Go through the listing and copy every line word for word.

Pointing records

- - -

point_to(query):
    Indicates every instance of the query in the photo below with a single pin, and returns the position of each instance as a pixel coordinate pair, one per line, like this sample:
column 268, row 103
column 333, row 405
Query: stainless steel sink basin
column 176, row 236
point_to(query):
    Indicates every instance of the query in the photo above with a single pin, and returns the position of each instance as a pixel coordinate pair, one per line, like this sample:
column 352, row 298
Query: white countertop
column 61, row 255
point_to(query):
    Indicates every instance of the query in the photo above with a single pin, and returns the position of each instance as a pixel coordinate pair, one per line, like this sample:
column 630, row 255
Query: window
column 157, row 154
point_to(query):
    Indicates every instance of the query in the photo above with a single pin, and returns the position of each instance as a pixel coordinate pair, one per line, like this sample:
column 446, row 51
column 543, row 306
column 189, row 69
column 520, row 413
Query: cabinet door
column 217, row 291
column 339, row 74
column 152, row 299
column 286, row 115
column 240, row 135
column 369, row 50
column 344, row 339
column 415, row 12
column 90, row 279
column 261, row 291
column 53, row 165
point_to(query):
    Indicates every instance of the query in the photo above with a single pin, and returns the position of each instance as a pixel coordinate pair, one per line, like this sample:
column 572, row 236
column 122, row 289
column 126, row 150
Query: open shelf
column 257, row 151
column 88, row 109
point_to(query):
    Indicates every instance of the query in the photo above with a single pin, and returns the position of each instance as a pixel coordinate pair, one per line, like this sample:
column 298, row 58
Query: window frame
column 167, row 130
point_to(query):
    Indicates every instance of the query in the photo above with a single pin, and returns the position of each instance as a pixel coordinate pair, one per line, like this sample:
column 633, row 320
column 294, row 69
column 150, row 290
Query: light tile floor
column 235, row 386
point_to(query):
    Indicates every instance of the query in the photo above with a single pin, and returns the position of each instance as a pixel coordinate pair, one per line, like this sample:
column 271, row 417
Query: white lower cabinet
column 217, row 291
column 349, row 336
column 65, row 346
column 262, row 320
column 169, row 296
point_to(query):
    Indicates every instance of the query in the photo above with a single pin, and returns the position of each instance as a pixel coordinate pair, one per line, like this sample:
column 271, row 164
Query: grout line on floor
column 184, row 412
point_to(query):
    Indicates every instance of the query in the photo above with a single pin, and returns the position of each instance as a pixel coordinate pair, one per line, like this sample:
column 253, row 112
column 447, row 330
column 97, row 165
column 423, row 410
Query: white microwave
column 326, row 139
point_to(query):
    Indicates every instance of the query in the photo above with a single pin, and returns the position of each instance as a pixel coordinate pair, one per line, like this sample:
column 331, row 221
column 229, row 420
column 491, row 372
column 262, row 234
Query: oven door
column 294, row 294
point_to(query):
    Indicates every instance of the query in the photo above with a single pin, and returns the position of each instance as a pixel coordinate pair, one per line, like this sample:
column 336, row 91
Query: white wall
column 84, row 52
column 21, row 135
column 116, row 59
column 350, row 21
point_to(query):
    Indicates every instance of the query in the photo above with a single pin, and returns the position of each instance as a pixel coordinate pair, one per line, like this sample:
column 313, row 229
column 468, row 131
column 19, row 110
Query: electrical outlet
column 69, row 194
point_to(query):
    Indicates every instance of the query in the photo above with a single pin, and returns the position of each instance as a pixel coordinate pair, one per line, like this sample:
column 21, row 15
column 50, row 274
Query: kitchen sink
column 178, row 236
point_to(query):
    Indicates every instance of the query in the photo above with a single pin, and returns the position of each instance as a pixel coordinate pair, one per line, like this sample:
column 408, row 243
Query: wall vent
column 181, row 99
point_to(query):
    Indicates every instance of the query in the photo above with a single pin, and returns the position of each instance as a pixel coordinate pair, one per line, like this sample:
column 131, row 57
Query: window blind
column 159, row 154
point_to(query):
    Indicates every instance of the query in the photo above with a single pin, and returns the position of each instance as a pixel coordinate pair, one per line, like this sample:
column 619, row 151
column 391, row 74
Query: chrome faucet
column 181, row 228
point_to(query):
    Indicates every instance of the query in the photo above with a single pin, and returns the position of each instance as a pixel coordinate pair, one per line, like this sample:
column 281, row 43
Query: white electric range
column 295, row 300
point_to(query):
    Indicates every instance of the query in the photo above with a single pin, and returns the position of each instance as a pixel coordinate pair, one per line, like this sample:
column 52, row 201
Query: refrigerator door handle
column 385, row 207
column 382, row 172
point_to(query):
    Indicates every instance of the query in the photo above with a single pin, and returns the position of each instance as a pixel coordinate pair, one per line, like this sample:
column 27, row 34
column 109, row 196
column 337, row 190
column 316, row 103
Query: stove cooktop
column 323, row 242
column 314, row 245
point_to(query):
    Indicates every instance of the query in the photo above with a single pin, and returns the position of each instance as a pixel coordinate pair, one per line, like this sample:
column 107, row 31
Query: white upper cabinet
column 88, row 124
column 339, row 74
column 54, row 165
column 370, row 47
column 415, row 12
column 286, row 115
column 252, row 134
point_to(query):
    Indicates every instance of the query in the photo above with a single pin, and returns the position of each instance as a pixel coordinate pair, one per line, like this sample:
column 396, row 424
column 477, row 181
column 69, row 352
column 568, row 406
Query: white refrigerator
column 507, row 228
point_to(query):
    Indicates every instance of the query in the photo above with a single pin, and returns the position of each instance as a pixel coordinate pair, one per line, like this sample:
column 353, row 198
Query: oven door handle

- - -

▶ [Solution to this exercise]:
point_to(query):
    Indicates every instance of the query in the photo below with a single pin, and returns the position of each instance as a pixel coordinate pair, one per line, like this sample:
column 268, row 103
column 333, row 405
Query: stainless steel sink basin
column 176, row 236
point_to(query):
    Indicates every instance of the query in the photo above with a single pin, and returns the position of each instance as a pixel coordinate pair, one per line, like this sample:
column 352, row 298
Query: white countertop
column 61, row 255
point_to(query):
    Indicates every instance of the query in the photo above with a single pin, and returns the position of each instance as a pixel coordinate pair, one per line, like this sample:
column 630, row 255
Query: window
column 157, row 154
point_to(query):
    Indicates every instance of the query in the photo above with a single pin, and returns the position of each instance as a pixel coordinate pair, one per line, like this sample:
column 446, row 51
column 543, row 306
column 189, row 69
column 520, row 413
Query: cabinet door
column 217, row 291
column 339, row 74
column 152, row 299
column 286, row 115
column 240, row 135
column 369, row 50
column 344, row 339
column 415, row 12
column 90, row 279
column 261, row 291
column 53, row 165
point_to(query):
    Indicates every instance of the query in the photo above with a single pin, and returns the position of each instance as a pixel coordinate pair, one per line, like this sample:
column 572, row 236
column 122, row 289
column 126, row 150
Query: open shelf
column 257, row 151
column 88, row 109
point_to(query):
    Indicates every instance of the query in the photo above with a single pin, and returns the position of each instance as a pixel coordinate pair, one per line, like this sample:
column 298, row 58
Query: window frame
column 167, row 130
point_to(query):
    Indicates every instance of the query in the photo above with a single pin, and returns the position of each instance as a pixel coordinate pair, one per line, like this sample:
column 633, row 320
column 294, row 69
column 150, row 290
Query: light tile floor
column 235, row 386
point_to(query):
    Indicates every instance of the query in the photo above with a single pin, and returns the position of each instance as a pixel coordinate pair, one per line, like this sample:
column 271, row 417
Query: white lower cabinet
column 217, row 291
column 349, row 336
column 65, row 346
column 262, row 320
column 169, row 296
point_to(query):
    Indicates every instance of the query in the photo above with a single pin, and returns the position of each instance as a pixel coordinate pair, one per line, like this sample:
column 271, row 164
Query: grout line on floor
column 184, row 412
point_to(query):
    Indicates every instance of the query in the photo above with a single pin, and returns the position of each instance as a pixel coordinate pair, one per line, like this sample:
column 253, row 112
column 447, row 330
column 97, row 165
column 423, row 410
Query: white microwave
column 326, row 139
point_to(query):
    Indicates every instance of the query in the photo above with a single pin, and returns the position of each instance as a pixel coordinate pair, one per line, like this sample:
column 331, row 221
column 229, row 420
column 491, row 372
column 262, row 234
Query: oven door
column 294, row 294
point_to(query):
    Indicates every instance of the query in the photo above with a single pin, and returns the position of each instance as a pixel coordinate pair, one per line, like this sample:
column 336, row 91
Query: white wall
column 84, row 52
column 21, row 135
column 116, row 59
column 350, row 21
point_to(query):
    Indicates every instance of the query in the photo above with a single pin, and returns the position of each instance as a pixel coordinate pair, one per line, like this sample:
column 313, row 229
column 468, row 131
column 19, row 110
Query: electrical outlet
column 69, row 194
point_to(query):
    Indicates every instance of the query in the photo above with a single pin, and returns the position of each instance as a pixel coordinate pair, one per line, like this sample:
column 21, row 15
column 50, row 274
Query: kitchen sink
column 178, row 236
point_to(query):
    Indicates every instance of the query in the photo above with a single pin, and returns the position of each instance as a pixel coordinate pair, one per line, like this sample:
column 408, row 243
Query: wall vent
column 181, row 99
point_to(query):
    Indicates every instance of the query in the photo above with a single pin, and returns the position of each instance as a pixel coordinate pair, one per line, like this sample:
column 131, row 57
Query: window blind
column 159, row 154
point_to(query):
    Indicates every instance of the query in the photo above with a single pin, and returns the position of each instance as a pixel coordinate pair, one per line, like this sample:
column 619, row 151
column 391, row 74
Query: chrome faucet
column 181, row 228
point_to(query):
    Indicates every instance of the query in the photo above with a single pin, and returns the position of each instance as a pixel coordinate pair, one per line, like this sample:
column 281, row 43
Query: white electric range
column 295, row 300
point_to(query):
    Indicates every instance of the query in the photo above with a single pin, and returns the position of each instance as a pixel coordinate pair, one per line, like this sample:
column 52, row 201
Query: refrigerator door handle
column 385, row 207
column 382, row 172
point_to(query):
    Indicates every instance of the query in the photo above with a single pin, and returns the position of each instance as a pixel coordinate pair, one per line, like this sample:
column 27, row 34
column 109, row 196
column 337, row 190
column 316, row 103
Query: stove cooktop
column 323, row 242
column 314, row 245
point_to(query):
    Indicates every instance of the query in the photo above with a single pin, and returns the position of each instance as a pixel coordinate pair, one per line, like this sample:
column 107, row 31
Query: white upper cabinet
column 88, row 124
column 339, row 74
column 54, row 165
column 370, row 47
column 415, row 12
column 286, row 115
column 252, row 134
point_to(query):
    Indicates every instance of the query in the photo above with a single pin, and returns the position of each instance as a pixel coordinate pair, one per line, like this sample:
column 396, row 424
column 477, row 181
column 69, row 352
column 568, row 406
Query: white refrigerator
column 507, row 228
point_to(query):
    Indicates every instance of the query in the photo above with a single pin, and returns the position of each instance as a pixel coordinate pair, one per line, like this sample:
column 353, row 198
Query: oven door handle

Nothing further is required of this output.